__Kaynak metin__:
%%
1 Mayıs, kuyruğunu kıstırıp köşeye çekilen ideolojiler karşısında sosyalizm bayrağını santraya (bu oyunun başlangıç noktasına) dikmelidir. Halkın yaşamı ve geleceğini, hayatta kalıp kalmayacağını belirleyen üç temel alandaki (içişleri, ekonomi, sağlık) sorumluların o koltuklarda oturmamasını sağlamak politik hedeftir
1 Mayıs’a sayılı günler kaldı, korona günlerinde.
Herhalde “1 Mayıs, 1 Mayıs olalı” böyle bir şey “yaşamamıştı”. Sadece bizim ülkemizde değil, sanırım[1] tüm dünyada emekçilerin “birlik, mücadele, dayanışma günü” kitle gösterisi yapılamadan geçecek. Dolayısıyla miting olmayınca; mitinge çağrı çalışmaları, miting pankartları, miting kürsüsü, miting kortejleri, kortej sıralamaları vs. de olmayacak. Kuşkusuz böyle bir boşluk, tüm bu süreçte hangi propaganda malzemelerinin kullanılacağı ve hangi eylem biçimlerinin hayata geçirileceği ile önemli bir gündem oluşturuyor. Tüm bu araç ve biçim arayışları içerisinde “1 Mayıs’ın politik içeriği silikleşebilir” kaygısı taşınabilir mi? Buna da kuşkusuz koro halinde bir yanıtımız var: Korona, kapitalizmin tüm gerçek yüzünü açığa çıkardı, sınıflar mücadelesi hiç bu kadar çıplak olmadı, emek/halk merkezli bir dünya mümkün, hatta kaçınılmaz! İçerik belli yani!
1 Mayıs’a gelmeden önce, korona günlerinde 1 Mayıs’a ilerlerken toplumsal muhalefet ne durumda acaba? Var olan durum, toplumsal muhalefetin özneleri açısından tatmin edici olamaz, sanırım.
– Saray Rejimi, bir başarı öyküsü yazmaya devam ediyor (Bu cümleye katılmayanlar olabileceğini varsayarak, şöyle yazılabilir; “Saray Rejimi, bu süreçte başarısızdır” algısı oluşmuş değil). Tayyip Erdoğan’ın görevini yapış tarzını onaylayanlar yüzde 44’ten, yüzde 51,8’e çıkmış.[2]
– Sağlık Bakanı, bilgileri gizlese de, gerekli önlemleri zamanında almasa da, yaygın tanı koyma işlemini hala gerçekleştirmese de, sağlık çalışanlarını feda etmeye devam etse de, ihtiyaç malzemelerini hala sağlayamamış olsa da ve hepsinden önemlisi tüm suçu “kendini koruyamamış” bireylere yıkmış olsa da hala dönemin en “başarılı aktörü” olmaya devam ediyor.[3]
– İçişleri Bakanı, sürecin başından itibaren acz ve delalet içinde olmasına rağmen, “istifa” dümeniyle korona günlerinde “yıldızlı pekiyi” almış gibi ortalıklarda.
%%
__Alıştırma kayıtları__:
%%
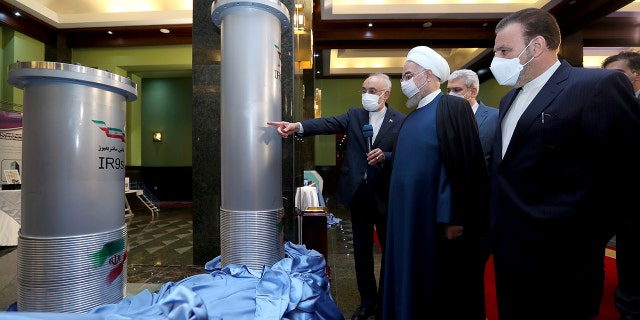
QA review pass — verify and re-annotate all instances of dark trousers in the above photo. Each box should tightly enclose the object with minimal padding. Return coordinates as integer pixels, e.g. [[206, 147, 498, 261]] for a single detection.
[[614, 217, 640, 320], [350, 180, 387, 308]]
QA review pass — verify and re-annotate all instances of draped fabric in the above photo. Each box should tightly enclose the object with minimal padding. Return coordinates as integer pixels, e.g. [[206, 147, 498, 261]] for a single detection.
[[0, 242, 344, 320]]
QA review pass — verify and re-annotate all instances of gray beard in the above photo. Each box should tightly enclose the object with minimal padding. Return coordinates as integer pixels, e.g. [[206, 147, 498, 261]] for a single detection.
[[406, 92, 422, 109]]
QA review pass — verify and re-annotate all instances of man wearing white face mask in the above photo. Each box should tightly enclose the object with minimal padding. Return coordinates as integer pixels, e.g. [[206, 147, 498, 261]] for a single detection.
[[267, 73, 405, 320], [447, 69, 498, 166], [382, 46, 489, 320], [490, 8, 640, 320]]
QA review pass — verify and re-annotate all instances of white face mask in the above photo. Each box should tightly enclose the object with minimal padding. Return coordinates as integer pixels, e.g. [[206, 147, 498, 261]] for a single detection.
[[400, 78, 424, 98], [489, 40, 533, 86], [400, 69, 427, 99], [362, 91, 384, 112], [449, 91, 469, 100]]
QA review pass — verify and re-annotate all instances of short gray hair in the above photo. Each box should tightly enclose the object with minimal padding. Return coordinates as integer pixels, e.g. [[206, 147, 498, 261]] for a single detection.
[[449, 69, 480, 90], [367, 73, 391, 90]]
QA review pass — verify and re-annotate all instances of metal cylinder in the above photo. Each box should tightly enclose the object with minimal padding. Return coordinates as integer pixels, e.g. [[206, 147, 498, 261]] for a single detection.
[[211, 0, 289, 269], [8, 61, 137, 312]]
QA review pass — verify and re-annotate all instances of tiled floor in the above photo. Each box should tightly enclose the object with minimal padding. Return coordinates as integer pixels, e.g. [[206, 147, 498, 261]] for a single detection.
[[0, 203, 381, 319]]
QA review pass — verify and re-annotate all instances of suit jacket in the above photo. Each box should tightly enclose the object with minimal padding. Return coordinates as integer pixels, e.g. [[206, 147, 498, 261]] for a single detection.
[[491, 61, 640, 223], [476, 101, 498, 166], [301, 104, 405, 209]]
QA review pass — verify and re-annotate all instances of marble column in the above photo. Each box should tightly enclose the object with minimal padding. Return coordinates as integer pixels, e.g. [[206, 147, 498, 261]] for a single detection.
[[192, 0, 296, 265]]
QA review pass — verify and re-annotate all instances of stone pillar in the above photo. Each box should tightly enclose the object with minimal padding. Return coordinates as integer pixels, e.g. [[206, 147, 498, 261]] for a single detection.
[[192, 0, 295, 265]]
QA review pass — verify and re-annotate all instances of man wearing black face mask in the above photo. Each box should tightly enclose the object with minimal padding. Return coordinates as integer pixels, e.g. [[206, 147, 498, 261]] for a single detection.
[[490, 8, 640, 320]]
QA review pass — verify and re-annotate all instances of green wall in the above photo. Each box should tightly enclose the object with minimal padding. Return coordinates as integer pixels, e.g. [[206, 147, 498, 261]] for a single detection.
[[0, 28, 511, 167], [72, 45, 192, 166], [141, 78, 192, 167], [0, 27, 44, 111]]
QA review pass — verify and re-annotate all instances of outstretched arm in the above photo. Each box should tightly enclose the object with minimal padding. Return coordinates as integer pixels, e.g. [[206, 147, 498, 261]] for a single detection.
[[267, 121, 300, 138]]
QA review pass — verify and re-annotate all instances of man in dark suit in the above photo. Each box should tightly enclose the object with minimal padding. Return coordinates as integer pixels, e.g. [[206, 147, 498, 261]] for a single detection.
[[597, 51, 640, 320], [447, 69, 498, 165], [268, 73, 405, 319], [490, 8, 640, 320]]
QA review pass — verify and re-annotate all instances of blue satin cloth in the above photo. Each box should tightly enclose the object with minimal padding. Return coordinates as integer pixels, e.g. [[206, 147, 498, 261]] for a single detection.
[[0, 242, 344, 320]]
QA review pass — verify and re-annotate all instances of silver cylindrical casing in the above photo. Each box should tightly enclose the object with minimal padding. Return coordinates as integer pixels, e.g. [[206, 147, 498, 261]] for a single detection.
[[212, 0, 289, 269], [8, 62, 137, 312]]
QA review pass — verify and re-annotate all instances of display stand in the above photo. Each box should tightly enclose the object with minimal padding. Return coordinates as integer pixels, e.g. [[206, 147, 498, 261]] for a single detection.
[[298, 207, 331, 279]]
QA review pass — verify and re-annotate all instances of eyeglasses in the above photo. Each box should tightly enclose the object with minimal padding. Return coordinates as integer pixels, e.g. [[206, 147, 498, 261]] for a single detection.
[[400, 69, 427, 82], [360, 88, 387, 95]]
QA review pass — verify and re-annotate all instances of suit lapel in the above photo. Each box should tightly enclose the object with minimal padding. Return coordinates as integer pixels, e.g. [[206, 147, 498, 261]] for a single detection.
[[476, 105, 487, 128], [373, 106, 396, 145], [505, 61, 572, 156]]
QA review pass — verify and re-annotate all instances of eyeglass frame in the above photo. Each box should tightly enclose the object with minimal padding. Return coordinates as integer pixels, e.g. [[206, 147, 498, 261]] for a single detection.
[[400, 69, 429, 82], [360, 88, 389, 96]]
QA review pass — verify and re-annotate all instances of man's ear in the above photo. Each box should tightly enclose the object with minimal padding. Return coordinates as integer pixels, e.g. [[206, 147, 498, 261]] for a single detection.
[[631, 70, 640, 82], [471, 88, 478, 99]]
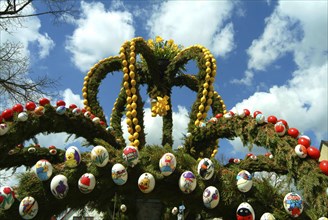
%%
__Alıştırma soruları__:
[1] Kaynak metinden "1 Mayıs, kuyruğunu" sözleriyle başlayıp "kaldı, korona günlerinde." sözlerine kadar süren bölümü hiçbir değişiklik yapmadan yazdırın.
[2] Kayıtlarda "QA review pass — verify and re-annotate all instances of stone" ifadesini içeren satırdan başlayıp "[[490, 8, 640, 320]]" ifadesini içeren satıra kadar giden satırları, "black face mask" yerine "dark face mask" koyup geri kalan her şeyi olduğu gibi bırakarak güncelleyin. Yalnızca bu satırları verin.

__Beklenen sonuçlar__:
[1]
1 Mayıs, kuyruğunu kıstırıp köşeye çekilen ideolojiler karşısında sosyalizm bayrağını santraya (bu oyunun başlangıç noktasına) dikmelidir. Halkın yaşamı ve geleceğini, hayatta kalıp kalmayacağını belirleyen üç temel alandaki (içişleri, ekonomi, sağlık) sorumluların o koltuklarda oturmamasını sağlamak politik hedeftir
1 Mayıs’a sayılı günler kaldı, korona günlerinde.

[2]
QA review pass — verify and re-annotate all instances of stone pillar in the above photo. Each box should tightly enclose the object with minimal padding. Return coordinates as integer pixels, e.g. [[206, 147, 498, 261]] for a single detection.
[[192, 0, 295, 265]]
QA review pass — verify and re-annotate all instances of man wearing dark face mask in the above photo. Each box should tightly enclose the object with minimal padding. Return coordinates as integer pixels, e.g. [[206, 147, 498, 261]] for a single detection.
[[490, 8, 640, 320]]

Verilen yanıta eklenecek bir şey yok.